Saved entries:
----

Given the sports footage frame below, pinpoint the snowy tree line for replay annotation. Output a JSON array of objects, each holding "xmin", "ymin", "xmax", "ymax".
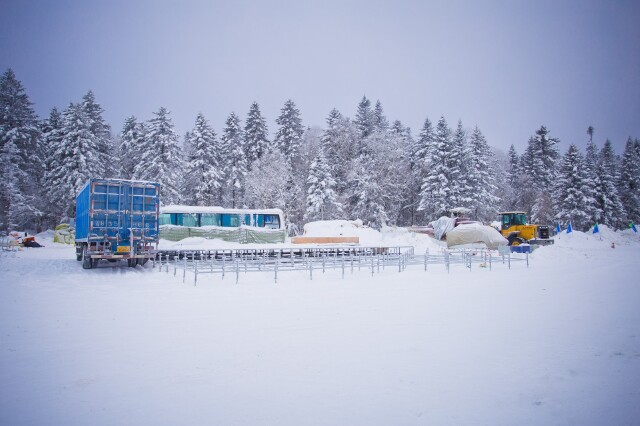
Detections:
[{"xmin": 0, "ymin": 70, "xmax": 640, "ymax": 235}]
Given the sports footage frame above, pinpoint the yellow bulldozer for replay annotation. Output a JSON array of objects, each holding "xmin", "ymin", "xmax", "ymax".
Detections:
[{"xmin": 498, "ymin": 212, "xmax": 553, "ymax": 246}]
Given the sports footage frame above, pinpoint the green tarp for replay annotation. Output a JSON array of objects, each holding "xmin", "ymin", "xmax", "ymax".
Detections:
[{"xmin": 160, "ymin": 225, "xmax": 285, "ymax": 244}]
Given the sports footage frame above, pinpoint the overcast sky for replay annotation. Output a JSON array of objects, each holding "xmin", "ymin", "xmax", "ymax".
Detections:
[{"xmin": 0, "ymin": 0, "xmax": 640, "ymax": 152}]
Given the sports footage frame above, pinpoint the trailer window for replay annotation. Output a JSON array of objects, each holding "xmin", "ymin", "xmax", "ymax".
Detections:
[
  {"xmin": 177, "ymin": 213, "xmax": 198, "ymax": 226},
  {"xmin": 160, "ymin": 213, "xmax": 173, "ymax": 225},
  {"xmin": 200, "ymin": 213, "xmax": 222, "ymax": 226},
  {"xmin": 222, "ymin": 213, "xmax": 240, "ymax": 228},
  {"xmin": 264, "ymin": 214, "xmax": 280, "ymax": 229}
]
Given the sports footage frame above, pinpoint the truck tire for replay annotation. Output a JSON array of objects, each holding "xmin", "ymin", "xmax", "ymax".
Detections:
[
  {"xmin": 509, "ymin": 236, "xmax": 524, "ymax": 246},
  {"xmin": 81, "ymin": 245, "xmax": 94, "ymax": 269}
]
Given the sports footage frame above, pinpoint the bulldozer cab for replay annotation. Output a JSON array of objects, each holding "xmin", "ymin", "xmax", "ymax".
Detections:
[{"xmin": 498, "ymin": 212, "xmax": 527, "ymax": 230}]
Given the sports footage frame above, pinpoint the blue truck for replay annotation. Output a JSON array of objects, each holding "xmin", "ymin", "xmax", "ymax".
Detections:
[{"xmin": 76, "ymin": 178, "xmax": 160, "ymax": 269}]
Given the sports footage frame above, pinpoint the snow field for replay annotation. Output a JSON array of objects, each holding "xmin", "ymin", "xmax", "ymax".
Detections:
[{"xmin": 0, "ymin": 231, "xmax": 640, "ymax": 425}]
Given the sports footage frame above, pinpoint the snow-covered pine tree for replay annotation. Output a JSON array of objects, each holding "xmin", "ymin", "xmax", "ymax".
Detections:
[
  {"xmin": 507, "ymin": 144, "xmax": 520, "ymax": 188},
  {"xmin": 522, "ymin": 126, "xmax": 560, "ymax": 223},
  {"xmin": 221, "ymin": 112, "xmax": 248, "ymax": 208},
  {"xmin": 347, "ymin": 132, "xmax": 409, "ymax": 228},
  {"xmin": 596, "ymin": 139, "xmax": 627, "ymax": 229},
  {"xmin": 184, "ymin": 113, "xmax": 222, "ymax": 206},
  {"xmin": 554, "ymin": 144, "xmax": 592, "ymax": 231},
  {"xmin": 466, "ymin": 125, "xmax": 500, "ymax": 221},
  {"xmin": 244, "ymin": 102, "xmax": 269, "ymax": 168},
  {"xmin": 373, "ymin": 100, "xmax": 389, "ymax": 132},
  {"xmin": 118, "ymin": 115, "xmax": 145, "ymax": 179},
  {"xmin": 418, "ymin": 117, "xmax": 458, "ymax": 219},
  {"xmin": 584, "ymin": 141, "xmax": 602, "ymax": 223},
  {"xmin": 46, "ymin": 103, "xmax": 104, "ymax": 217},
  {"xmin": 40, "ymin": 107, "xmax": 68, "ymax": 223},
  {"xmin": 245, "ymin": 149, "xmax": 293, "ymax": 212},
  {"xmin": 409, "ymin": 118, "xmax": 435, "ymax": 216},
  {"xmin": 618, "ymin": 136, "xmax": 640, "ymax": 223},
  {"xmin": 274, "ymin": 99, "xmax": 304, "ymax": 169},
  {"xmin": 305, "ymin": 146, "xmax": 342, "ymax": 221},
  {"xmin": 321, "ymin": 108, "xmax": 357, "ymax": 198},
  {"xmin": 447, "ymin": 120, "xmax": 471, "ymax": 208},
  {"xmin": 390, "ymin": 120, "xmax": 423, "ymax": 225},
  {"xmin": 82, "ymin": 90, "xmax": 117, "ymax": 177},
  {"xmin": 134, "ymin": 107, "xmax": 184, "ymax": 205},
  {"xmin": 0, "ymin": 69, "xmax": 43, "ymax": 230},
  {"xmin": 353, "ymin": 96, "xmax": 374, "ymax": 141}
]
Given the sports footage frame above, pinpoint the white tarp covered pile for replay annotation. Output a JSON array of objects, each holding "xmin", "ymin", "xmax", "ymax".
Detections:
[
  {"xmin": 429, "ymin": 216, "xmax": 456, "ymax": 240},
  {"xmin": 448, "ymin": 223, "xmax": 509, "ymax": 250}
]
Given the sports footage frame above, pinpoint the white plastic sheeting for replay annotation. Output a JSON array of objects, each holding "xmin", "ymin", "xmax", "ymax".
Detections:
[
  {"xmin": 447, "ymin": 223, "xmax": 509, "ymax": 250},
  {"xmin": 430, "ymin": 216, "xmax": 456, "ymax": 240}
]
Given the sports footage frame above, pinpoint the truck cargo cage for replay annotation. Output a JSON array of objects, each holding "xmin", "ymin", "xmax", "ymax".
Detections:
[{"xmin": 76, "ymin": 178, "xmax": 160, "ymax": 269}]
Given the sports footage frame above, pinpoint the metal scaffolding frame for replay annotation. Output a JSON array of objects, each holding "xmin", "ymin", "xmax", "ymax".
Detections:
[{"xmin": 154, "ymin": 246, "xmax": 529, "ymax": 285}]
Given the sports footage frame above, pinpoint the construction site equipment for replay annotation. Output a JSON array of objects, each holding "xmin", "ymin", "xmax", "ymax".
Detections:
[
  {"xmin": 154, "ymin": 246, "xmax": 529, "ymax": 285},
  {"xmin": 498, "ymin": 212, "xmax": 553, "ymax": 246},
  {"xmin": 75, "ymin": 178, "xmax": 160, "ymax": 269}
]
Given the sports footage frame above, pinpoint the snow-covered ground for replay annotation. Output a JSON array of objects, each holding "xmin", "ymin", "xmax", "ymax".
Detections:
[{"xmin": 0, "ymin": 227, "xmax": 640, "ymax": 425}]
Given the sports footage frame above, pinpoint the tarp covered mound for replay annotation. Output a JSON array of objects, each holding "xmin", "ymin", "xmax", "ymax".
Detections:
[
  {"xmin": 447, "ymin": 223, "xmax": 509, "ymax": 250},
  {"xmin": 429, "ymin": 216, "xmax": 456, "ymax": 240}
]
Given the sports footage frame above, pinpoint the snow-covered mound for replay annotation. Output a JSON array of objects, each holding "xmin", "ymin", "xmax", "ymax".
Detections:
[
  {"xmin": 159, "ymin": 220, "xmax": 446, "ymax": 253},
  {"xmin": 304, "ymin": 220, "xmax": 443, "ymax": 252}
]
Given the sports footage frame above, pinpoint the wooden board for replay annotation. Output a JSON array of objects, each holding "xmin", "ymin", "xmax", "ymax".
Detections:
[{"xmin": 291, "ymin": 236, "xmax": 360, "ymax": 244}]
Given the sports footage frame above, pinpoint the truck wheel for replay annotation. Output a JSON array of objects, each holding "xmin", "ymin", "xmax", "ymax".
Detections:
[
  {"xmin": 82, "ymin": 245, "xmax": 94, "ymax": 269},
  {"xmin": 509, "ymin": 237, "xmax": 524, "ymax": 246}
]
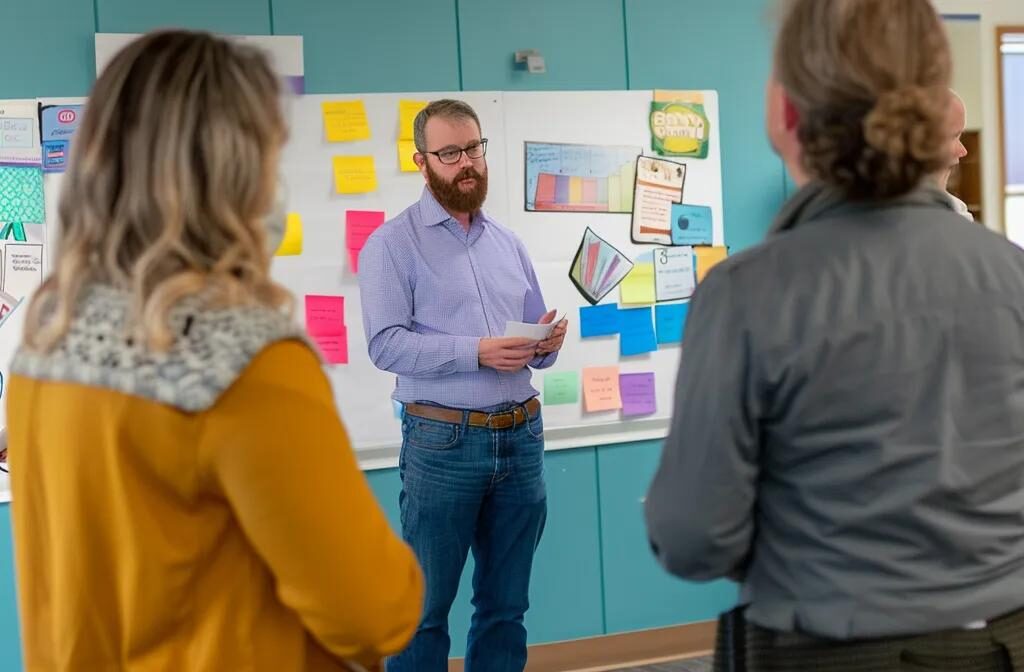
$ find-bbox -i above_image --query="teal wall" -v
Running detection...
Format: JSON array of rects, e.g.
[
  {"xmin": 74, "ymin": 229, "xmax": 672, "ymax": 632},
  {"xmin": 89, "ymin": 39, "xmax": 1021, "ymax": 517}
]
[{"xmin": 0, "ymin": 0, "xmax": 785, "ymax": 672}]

----

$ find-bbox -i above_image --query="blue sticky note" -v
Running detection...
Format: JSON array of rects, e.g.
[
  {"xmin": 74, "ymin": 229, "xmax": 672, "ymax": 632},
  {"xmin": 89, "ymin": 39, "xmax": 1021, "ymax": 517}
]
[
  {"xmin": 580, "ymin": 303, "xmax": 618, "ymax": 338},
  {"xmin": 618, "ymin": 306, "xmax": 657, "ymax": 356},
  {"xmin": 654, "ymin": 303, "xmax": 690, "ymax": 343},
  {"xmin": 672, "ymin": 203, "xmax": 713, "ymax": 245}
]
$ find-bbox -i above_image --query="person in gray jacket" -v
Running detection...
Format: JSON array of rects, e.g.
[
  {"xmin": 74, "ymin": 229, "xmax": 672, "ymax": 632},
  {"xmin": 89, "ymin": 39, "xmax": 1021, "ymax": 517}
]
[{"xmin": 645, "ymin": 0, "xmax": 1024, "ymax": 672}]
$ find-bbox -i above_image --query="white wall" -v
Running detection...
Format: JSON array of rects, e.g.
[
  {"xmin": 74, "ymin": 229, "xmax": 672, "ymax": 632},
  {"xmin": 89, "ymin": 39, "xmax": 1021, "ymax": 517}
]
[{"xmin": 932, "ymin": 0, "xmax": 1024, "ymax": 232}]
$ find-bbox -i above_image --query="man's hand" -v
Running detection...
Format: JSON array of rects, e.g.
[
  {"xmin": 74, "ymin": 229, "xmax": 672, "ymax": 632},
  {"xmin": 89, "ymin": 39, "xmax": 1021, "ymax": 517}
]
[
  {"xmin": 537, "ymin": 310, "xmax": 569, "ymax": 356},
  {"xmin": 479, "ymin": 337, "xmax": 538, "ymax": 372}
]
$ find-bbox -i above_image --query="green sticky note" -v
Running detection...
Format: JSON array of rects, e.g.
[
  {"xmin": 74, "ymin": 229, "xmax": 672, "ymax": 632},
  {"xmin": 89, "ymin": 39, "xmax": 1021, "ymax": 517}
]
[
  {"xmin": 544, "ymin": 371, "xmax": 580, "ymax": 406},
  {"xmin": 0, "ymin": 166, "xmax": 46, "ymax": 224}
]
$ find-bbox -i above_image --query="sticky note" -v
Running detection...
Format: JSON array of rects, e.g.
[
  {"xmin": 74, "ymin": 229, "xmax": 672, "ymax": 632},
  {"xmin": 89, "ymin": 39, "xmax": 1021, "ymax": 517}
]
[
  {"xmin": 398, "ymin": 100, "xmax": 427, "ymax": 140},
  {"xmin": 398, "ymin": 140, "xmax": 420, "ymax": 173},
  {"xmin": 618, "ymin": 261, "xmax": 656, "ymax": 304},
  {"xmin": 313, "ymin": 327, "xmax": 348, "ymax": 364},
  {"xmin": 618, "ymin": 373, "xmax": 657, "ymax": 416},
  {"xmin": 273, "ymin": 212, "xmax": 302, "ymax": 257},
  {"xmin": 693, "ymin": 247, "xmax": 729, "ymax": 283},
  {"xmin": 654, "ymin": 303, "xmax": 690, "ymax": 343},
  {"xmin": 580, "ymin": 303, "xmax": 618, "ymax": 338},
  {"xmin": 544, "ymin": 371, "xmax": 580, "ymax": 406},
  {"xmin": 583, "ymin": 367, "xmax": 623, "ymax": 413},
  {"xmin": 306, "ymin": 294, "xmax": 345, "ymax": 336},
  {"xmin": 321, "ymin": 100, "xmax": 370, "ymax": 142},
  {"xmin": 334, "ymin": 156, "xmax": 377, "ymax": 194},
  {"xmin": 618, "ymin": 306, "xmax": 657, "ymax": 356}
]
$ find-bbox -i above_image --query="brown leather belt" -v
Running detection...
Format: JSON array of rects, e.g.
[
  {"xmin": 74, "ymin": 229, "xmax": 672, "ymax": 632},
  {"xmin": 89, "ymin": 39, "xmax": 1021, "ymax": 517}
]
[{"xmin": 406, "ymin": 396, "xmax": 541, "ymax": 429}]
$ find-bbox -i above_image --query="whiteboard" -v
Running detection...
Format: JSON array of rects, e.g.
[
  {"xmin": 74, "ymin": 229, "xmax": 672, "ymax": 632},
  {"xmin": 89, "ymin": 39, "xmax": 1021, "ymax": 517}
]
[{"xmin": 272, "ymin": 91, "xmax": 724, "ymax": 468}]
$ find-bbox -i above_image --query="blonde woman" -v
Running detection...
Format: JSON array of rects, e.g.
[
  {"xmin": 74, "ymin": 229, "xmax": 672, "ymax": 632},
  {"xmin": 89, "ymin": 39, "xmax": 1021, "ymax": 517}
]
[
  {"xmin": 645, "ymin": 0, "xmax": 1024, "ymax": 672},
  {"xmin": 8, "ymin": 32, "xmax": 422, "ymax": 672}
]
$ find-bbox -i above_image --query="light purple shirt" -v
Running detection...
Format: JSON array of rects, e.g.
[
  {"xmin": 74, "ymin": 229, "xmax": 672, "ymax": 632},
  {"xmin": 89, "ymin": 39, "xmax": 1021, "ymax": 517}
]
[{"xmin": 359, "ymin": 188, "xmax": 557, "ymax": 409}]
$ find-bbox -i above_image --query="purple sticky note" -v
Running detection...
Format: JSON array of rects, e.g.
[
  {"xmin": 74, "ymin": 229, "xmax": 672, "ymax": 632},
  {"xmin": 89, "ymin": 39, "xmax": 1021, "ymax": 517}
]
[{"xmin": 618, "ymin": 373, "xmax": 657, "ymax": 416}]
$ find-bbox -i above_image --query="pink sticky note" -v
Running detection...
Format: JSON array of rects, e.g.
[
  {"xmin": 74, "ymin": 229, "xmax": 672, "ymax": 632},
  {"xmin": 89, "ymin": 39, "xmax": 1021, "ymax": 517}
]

----

Collect every line in the records above that contains the string "blue", matching case exactly. List each of those lines in full.

Given the sports footage frame above, pinpoint the blue truck for replay annotation. Output a JSON array of objects, each holding "xmin", "ymin", "xmax", "ymax".
$ find-bbox -i above_image --query="blue sticky note" -v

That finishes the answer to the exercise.